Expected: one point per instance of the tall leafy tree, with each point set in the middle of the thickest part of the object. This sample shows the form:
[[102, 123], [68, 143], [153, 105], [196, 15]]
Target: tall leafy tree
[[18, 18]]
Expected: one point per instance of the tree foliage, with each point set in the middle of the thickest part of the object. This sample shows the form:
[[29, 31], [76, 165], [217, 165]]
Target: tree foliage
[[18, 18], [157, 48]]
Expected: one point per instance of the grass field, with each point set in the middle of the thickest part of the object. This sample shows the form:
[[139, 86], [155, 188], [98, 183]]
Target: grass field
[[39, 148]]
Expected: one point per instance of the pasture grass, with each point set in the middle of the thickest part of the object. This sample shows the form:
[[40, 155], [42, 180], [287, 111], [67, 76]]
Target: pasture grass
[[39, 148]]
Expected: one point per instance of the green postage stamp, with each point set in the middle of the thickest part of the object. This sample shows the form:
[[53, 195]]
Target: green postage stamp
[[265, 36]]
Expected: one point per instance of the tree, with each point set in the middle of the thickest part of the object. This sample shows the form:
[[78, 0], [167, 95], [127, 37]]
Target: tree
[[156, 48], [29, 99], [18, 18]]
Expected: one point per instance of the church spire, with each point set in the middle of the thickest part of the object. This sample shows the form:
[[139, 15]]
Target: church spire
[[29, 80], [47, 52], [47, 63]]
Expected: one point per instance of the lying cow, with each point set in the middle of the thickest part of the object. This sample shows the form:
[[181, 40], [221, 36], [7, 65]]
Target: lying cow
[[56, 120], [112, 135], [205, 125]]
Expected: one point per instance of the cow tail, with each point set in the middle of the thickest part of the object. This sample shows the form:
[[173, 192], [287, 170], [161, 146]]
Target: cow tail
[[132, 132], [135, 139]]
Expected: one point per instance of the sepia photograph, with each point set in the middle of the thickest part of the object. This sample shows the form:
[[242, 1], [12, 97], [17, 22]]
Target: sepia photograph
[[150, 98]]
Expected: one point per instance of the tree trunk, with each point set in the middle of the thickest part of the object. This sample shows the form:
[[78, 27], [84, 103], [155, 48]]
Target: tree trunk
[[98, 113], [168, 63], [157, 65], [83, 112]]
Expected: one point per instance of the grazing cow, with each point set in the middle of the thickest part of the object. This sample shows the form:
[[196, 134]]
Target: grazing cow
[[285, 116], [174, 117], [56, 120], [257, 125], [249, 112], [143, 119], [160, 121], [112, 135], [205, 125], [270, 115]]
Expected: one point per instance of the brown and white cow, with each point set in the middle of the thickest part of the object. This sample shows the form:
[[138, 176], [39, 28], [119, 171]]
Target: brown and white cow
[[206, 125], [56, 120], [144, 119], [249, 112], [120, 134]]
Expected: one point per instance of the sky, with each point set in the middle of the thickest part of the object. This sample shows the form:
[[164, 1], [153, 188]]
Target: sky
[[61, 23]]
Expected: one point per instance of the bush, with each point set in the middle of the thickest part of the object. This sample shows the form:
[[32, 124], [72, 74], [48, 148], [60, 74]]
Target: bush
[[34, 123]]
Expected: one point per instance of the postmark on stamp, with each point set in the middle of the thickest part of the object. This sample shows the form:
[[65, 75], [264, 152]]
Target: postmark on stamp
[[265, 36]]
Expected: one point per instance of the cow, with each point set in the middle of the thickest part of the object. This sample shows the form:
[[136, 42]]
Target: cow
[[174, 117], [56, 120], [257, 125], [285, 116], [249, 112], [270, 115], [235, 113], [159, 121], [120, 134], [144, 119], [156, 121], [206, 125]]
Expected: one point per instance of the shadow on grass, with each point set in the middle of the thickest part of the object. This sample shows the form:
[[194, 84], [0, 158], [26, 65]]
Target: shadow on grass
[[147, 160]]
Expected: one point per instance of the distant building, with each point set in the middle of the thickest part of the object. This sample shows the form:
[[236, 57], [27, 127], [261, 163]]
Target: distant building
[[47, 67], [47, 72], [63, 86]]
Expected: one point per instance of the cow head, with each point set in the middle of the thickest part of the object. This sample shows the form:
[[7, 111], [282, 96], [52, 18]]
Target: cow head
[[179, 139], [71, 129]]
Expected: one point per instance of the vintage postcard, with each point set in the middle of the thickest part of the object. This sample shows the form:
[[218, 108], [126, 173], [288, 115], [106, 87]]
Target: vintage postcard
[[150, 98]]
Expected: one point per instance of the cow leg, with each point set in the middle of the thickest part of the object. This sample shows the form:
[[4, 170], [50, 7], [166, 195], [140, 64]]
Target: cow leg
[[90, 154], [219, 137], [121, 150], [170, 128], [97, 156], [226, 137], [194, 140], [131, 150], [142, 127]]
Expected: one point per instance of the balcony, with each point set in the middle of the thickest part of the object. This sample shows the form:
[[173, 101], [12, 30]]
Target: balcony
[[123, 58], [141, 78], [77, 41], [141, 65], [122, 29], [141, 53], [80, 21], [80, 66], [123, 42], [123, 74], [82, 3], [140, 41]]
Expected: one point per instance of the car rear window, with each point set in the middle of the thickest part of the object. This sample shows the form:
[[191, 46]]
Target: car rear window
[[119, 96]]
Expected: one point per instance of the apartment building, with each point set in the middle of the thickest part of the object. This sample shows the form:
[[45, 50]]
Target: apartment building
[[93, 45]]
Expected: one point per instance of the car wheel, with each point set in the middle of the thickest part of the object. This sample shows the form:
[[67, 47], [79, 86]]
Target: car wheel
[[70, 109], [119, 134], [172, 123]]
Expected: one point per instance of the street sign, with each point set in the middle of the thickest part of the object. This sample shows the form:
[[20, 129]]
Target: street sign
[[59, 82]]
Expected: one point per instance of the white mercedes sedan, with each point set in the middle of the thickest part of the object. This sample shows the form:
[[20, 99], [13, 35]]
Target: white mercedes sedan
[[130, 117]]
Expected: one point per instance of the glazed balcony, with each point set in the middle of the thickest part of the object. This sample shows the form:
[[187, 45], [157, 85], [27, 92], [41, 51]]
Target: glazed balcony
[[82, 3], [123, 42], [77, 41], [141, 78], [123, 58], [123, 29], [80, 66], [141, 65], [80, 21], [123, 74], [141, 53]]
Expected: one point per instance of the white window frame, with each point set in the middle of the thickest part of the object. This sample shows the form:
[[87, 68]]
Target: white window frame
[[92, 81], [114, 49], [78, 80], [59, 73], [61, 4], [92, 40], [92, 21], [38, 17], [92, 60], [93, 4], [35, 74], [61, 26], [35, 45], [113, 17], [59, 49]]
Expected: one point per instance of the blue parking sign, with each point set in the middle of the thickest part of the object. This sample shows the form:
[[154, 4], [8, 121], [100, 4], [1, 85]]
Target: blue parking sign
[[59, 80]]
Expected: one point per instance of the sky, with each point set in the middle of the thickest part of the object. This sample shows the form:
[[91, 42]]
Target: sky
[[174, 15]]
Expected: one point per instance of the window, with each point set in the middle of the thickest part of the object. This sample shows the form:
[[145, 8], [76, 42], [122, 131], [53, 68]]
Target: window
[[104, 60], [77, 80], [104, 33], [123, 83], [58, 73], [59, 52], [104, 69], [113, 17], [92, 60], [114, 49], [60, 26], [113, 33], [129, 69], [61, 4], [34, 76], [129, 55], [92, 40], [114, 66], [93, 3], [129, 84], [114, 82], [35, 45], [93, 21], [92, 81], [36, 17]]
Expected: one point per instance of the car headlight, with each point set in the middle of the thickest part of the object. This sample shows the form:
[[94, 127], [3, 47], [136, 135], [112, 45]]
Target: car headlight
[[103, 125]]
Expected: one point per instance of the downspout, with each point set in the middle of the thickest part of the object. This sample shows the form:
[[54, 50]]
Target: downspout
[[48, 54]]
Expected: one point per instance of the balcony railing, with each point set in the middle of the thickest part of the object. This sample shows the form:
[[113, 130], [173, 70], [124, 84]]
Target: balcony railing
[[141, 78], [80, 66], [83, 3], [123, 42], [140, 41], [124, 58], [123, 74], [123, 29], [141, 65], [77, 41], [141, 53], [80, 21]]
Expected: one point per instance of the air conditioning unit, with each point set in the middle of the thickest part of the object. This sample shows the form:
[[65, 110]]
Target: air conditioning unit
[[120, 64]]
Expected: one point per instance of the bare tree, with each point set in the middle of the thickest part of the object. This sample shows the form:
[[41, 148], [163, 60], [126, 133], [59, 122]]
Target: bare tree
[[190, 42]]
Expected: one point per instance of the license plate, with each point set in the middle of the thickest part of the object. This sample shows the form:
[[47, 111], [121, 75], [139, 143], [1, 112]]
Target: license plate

**Try it**
Copy out every line from the records that has the word "license".

**Result of this exercise**
Expected: one point per instance of the license plate, with each point set in the middle of the thickest part of the object. This sample shows the form:
Target: license plate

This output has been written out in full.